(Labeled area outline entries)
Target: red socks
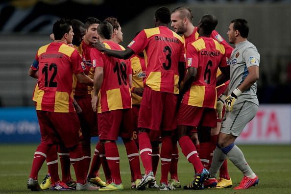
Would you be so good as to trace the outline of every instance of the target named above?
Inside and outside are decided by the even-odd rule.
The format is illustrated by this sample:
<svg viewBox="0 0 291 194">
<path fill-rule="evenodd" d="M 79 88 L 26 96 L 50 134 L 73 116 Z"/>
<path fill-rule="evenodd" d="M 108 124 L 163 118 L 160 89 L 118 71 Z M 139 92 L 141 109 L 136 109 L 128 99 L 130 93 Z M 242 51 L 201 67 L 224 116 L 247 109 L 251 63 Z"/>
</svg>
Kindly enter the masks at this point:
<svg viewBox="0 0 291 194">
<path fill-rule="evenodd" d="M 82 146 L 80 144 L 76 147 L 70 150 L 70 160 L 75 170 L 77 182 L 82 185 L 87 182 L 87 172 L 84 168 L 83 155 Z"/>
<path fill-rule="evenodd" d="M 48 153 L 47 164 L 48 172 L 51 178 L 51 184 L 53 185 L 60 181 L 58 171 L 58 154 L 57 145 L 54 144 Z"/>
<path fill-rule="evenodd" d="M 168 175 L 171 166 L 172 158 L 172 138 L 164 137 L 162 138 L 162 147 L 161 148 L 161 165 L 162 174 L 161 183 L 168 182 Z"/>
<path fill-rule="evenodd" d="M 131 179 L 132 180 L 141 179 L 140 157 L 136 145 L 133 140 L 123 141 L 123 143 L 125 146 L 127 157 L 129 161 L 130 170 L 132 171 Z"/>
<path fill-rule="evenodd" d="M 172 151 L 172 160 L 170 172 L 171 175 L 171 179 L 179 180 L 178 177 L 178 161 L 179 160 L 179 150 L 177 146 L 177 142 L 173 145 Z"/>
<path fill-rule="evenodd" d="M 196 172 L 199 174 L 201 173 L 203 170 L 203 166 L 200 161 L 196 147 L 190 138 L 187 136 L 181 137 L 179 140 L 179 144 L 180 144 L 184 155 L 196 169 Z"/>
<path fill-rule="evenodd" d="M 100 159 L 100 150 L 103 149 L 102 147 L 103 145 L 101 145 L 100 141 L 98 142 L 95 147 L 94 151 L 94 156 L 92 160 L 92 164 L 91 164 L 91 168 L 90 171 L 88 175 L 88 178 L 95 178 L 98 176 L 98 171 L 100 169 L 101 166 L 101 160 Z"/>
<path fill-rule="evenodd" d="M 200 148 L 197 149 L 199 153 L 199 157 L 203 167 L 207 170 L 210 168 L 213 147 L 211 142 L 200 143 Z"/>
<path fill-rule="evenodd" d="M 151 154 L 151 167 L 154 175 L 156 176 L 157 173 L 157 169 L 158 169 L 158 165 L 160 161 L 160 147 L 158 144 L 155 144 L 156 145 L 152 146 L 152 153 Z"/>
<path fill-rule="evenodd" d="M 152 171 L 151 167 L 151 145 L 148 137 L 148 133 L 141 132 L 139 134 L 139 144 L 140 146 L 140 155 L 143 165 L 146 170 L 146 174 Z"/>
<path fill-rule="evenodd" d="M 34 152 L 34 158 L 32 162 L 32 167 L 29 177 L 34 180 L 37 180 L 37 175 L 39 170 L 42 168 L 43 164 L 46 160 L 47 154 L 50 146 L 43 143 L 40 143 Z"/>
<path fill-rule="evenodd" d="M 62 181 L 67 183 L 72 180 L 71 176 L 71 161 L 69 149 L 64 145 L 59 144 L 58 152 L 62 168 Z"/>
<path fill-rule="evenodd" d="M 84 139 L 81 142 L 82 149 L 84 155 L 84 168 L 86 173 L 88 173 L 91 161 L 91 147 L 90 139 Z"/>
<path fill-rule="evenodd" d="M 120 158 L 117 146 L 115 142 L 105 144 L 105 156 L 112 177 L 112 182 L 117 185 L 121 184 L 119 166 Z"/>
</svg>

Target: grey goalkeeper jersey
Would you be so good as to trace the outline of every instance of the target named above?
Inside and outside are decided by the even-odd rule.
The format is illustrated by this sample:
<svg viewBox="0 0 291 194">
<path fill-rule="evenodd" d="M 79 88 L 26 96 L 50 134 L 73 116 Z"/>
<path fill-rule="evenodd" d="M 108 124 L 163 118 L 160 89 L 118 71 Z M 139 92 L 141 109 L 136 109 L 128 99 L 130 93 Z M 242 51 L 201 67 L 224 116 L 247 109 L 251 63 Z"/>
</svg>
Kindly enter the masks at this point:
<svg viewBox="0 0 291 194">
<path fill-rule="evenodd" d="M 248 67 L 254 65 L 259 66 L 260 54 L 254 45 L 248 41 L 243 41 L 236 45 L 227 63 L 230 66 L 230 81 L 228 90 L 229 95 L 242 83 L 248 75 Z M 257 96 L 257 82 L 239 97 L 236 103 L 245 100 L 250 101 L 259 105 Z"/>
</svg>

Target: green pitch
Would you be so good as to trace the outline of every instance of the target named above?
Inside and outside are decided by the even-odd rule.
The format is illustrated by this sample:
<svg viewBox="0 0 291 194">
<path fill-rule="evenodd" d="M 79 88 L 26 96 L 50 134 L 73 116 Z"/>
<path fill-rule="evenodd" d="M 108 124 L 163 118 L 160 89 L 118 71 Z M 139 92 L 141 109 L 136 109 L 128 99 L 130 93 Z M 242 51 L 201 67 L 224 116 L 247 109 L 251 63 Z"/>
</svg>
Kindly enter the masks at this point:
<svg viewBox="0 0 291 194">
<path fill-rule="evenodd" d="M 95 145 L 93 145 L 92 149 Z M 0 194 L 27 194 L 31 193 L 26 186 L 29 175 L 33 153 L 36 145 L 0 145 Z M 203 194 L 290 194 L 291 193 L 291 146 L 239 146 L 253 170 L 258 175 L 259 185 L 255 187 L 244 190 L 235 191 L 232 188 L 208 189 L 203 191 L 183 191 L 180 189 L 169 192 L 176 193 Z M 122 193 L 153 193 L 158 190 L 144 191 L 132 190 L 130 186 L 130 172 L 128 161 L 123 145 L 119 146 L 121 158 L 121 171 L 125 190 L 117 192 Z M 178 173 L 182 187 L 188 184 L 194 174 L 192 165 L 188 163 L 182 152 L 180 152 Z M 233 186 L 238 185 L 242 178 L 242 174 L 228 161 L 229 174 Z M 159 165 L 160 165 L 159 164 Z M 142 168 L 142 172 L 144 169 Z M 41 170 L 38 176 L 39 182 L 47 173 L 46 163 Z M 60 172 L 60 170 L 59 170 Z M 73 170 L 71 170 L 74 177 Z M 158 169 L 156 179 L 159 182 L 160 169 Z M 104 180 L 102 170 L 100 176 Z M 59 192 L 46 191 L 46 193 L 58 193 Z M 63 193 L 64 192 L 62 192 Z M 66 192 L 78 194 L 92 193 L 92 192 Z M 35 193 L 35 192 L 34 192 Z"/>
</svg>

## What is expected
Reproduce every line of the listing above without any changes, and leave the pictures out of your reply.

## Reply to the exercise
Target: red socks
Would you be so good as to trace the outline of every instance of the target named above?
Inside and outside are decided by the even-odd rule.
The format is illustrated by this sample:
<svg viewBox="0 0 291 194">
<path fill-rule="evenodd" d="M 79 88 L 26 96 L 50 134 L 73 116 Z"/>
<path fill-rule="evenodd" d="M 108 124 L 163 118 L 160 89 L 118 71 Z M 139 92 L 141 109 L 136 109 L 128 99 L 130 93 Z M 242 51 L 201 67 L 224 116 L 247 109 L 251 63 Z"/>
</svg>
Kindly enter the masks at this point:
<svg viewBox="0 0 291 194">
<path fill-rule="evenodd" d="M 82 146 L 80 144 L 76 147 L 70 150 L 70 160 L 75 170 L 77 182 L 82 185 L 87 182 L 87 172 L 84 168 L 83 155 Z"/>
<path fill-rule="evenodd" d="M 48 153 L 47 164 L 48 172 L 51 178 L 51 184 L 53 185 L 60 181 L 58 171 L 58 154 L 57 145 L 54 144 Z"/>
<path fill-rule="evenodd" d="M 168 175 L 171 166 L 172 158 L 172 138 L 164 137 L 162 138 L 162 147 L 161 148 L 161 165 L 162 174 L 161 183 L 168 182 Z"/>
<path fill-rule="evenodd" d="M 131 179 L 132 180 L 141 179 L 140 157 L 136 145 L 133 140 L 123 141 L 123 143 L 125 146 L 127 157 L 129 161 L 130 170 L 132 171 Z"/>
<path fill-rule="evenodd" d="M 172 151 L 172 160 L 170 172 L 171 175 L 171 179 L 179 180 L 178 177 L 178 161 L 179 160 L 179 150 L 177 146 L 177 142 L 173 145 Z"/>
<path fill-rule="evenodd" d="M 196 172 L 199 174 L 201 173 L 203 170 L 203 166 L 200 161 L 196 147 L 190 138 L 187 136 L 181 137 L 179 140 L 179 144 L 180 144 L 184 155 L 196 169 Z"/>
<path fill-rule="evenodd" d="M 100 159 L 100 150 L 103 149 L 102 147 L 103 145 L 101 145 L 100 141 L 98 142 L 95 147 L 94 151 L 94 156 L 92 160 L 92 164 L 91 164 L 91 168 L 90 171 L 88 175 L 88 178 L 95 178 L 98 176 L 98 171 L 100 169 L 101 166 L 101 160 Z"/>
<path fill-rule="evenodd" d="M 200 148 L 197 149 L 199 153 L 199 157 L 203 167 L 207 170 L 210 168 L 213 147 L 211 142 L 200 143 Z"/>
<path fill-rule="evenodd" d="M 151 154 L 151 167 L 154 175 L 156 176 L 157 173 L 157 169 L 158 169 L 158 165 L 160 161 L 160 147 L 158 144 L 155 144 L 156 145 L 152 146 L 152 153 Z"/>
<path fill-rule="evenodd" d="M 152 171 L 151 167 L 151 145 L 148 137 L 148 133 L 141 132 L 139 134 L 139 144 L 140 146 L 140 155 L 143 165 L 146 170 L 146 174 Z"/>
<path fill-rule="evenodd" d="M 34 152 L 34 158 L 32 162 L 32 167 L 29 177 L 34 180 L 37 180 L 37 175 L 39 170 L 42 168 L 43 164 L 46 160 L 47 154 L 50 146 L 43 143 L 40 143 Z"/>
<path fill-rule="evenodd" d="M 62 181 L 67 183 L 72 180 L 71 176 L 71 161 L 69 149 L 64 145 L 59 144 L 58 152 L 62 168 Z"/>
<path fill-rule="evenodd" d="M 84 139 L 81 142 L 82 149 L 84 155 L 84 168 L 86 173 L 88 173 L 91 161 L 91 147 L 90 139 Z"/>
<path fill-rule="evenodd" d="M 120 158 L 117 146 L 115 142 L 105 144 L 105 156 L 112 177 L 112 182 L 117 185 L 121 184 L 119 166 Z"/>
</svg>

Target: grey goalkeeper jersey
Would you be so good as to trace the outline of every instance of the target named above?
Inside and outside are decided by the even-odd rule.
The format is illustrated by this sample:
<svg viewBox="0 0 291 194">
<path fill-rule="evenodd" d="M 79 88 L 26 96 L 50 134 L 73 116 Z"/>
<path fill-rule="evenodd" d="M 108 124 L 163 118 L 160 89 L 118 71 Z M 139 92 L 141 109 L 136 109 L 128 99 L 130 93 Z M 242 51 L 201 67 L 224 116 L 247 109 L 251 63 Z"/>
</svg>
Kindly enter the masks at this point:
<svg viewBox="0 0 291 194">
<path fill-rule="evenodd" d="M 248 67 L 254 65 L 259 66 L 260 54 L 254 45 L 248 41 L 243 41 L 236 45 L 227 63 L 230 66 L 230 81 L 228 90 L 229 95 L 242 83 L 248 75 Z M 257 96 L 257 82 L 239 97 L 236 103 L 245 100 L 250 101 L 259 105 Z"/>
</svg>

Target: green pitch
Would you be so good as to trace the outline of every instance of the target named above?
Inside and outside are decided by the even-odd rule.
The format is illustrated by this sample:
<svg viewBox="0 0 291 194">
<path fill-rule="evenodd" d="M 79 88 L 26 96 L 50 134 L 73 116 Z"/>
<path fill-rule="evenodd" d="M 108 124 L 163 118 L 160 89 L 118 71 Z M 139 92 L 141 109 L 136 109 L 128 99 L 130 93 Z M 242 51 L 201 67 L 224 116 L 247 109 L 251 63 Z"/>
</svg>
Kindly enter the masks at this point:
<svg viewBox="0 0 291 194">
<path fill-rule="evenodd" d="M 95 145 L 93 145 L 92 149 Z M 0 194 L 27 194 L 31 193 L 26 186 L 29 175 L 33 153 L 36 145 L 0 145 Z M 203 194 L 290 194 L 291 193 L 291 146 L 239 146 L 253 170 L 258 175 L 259 185 L 255 187 L 244 190 L 235 191 L 232 188 L 208 189 L 203 191 L 183 191 L 180 189 L 169 192 L 176 193 Z M 122 193 L 153 193 L 158 190 L 144 191 L 132 190 L 130 186 L 130 172 L 128 161 L 123 145 L 119 146 L 121 158 L 121 171 L 125 190 L 117 192 Z M 178 173 L 182 187 L 188 184 L 194 174 L 192 165 L 188 163 L 182 152 L 180 152 Z M 233 186 L 238 185 L 242 178 L 242 174 L 228 161 L 229 174 Z M 159 165 L 160 165 L 159 164 Z M 142 168 L 142 172 L 144 169 Z M 41 170 L 38 176 L 39 182 L 47 173 L 46 163 Z M 60 172 L 60 170 L 59 170 Z M 73 170 L 71 170 L 74 177 Z M 158 169 L 156 179 L 159 182 L 160 169 Z M 104 180 L 102 170 L 100 176 Z M 59 192 L 46 191 L 46 193 L 58 193 Z M 63 193 L 64 192 L 62 192 Z M 66 192 L 78 194 L 92 193 L 92 192 Z M 35 193 L 35 192 L 34 192 Z"/>
</svg>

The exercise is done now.